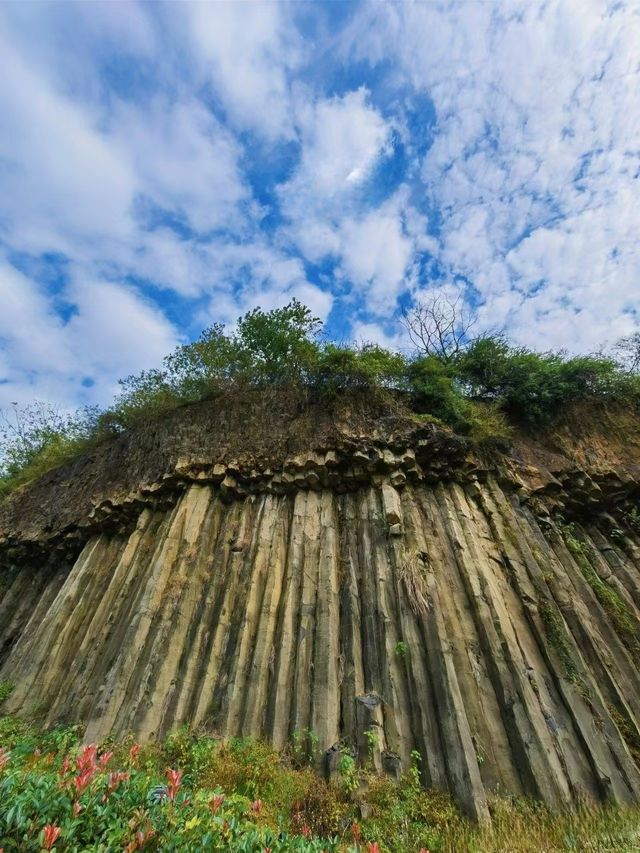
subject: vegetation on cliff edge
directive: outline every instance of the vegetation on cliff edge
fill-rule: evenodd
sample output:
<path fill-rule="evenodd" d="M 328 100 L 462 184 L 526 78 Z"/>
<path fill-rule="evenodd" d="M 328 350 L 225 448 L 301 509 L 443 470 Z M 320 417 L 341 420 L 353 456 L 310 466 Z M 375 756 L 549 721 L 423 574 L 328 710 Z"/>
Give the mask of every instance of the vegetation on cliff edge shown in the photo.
○ ○ ○ ○ ○ ○ ○
### Exercise
Although the records contain pictures, the copy should consist of their text alone, reproduced exactly.

### Result
subject: vegetation on cliff edge
directive: outline every instance of the vegetation on cliff edge
fill-rule: evenodd
sample output:
<path fill-rule="evenodd" d="M 328 100 L 462 184 L 526 78 Z"/>
<path fill-rule="evenodd" d="M 328 350 L 225 448 L 301 509 L 443 470 Z M 320 417 L 341 420 L 353 456 L 310 466 Z M 375 756 L 549 721 L 423 574 L 328 710 Z"/>
Give the mask of every instance of the vegetation on cliff edge shown in the photo.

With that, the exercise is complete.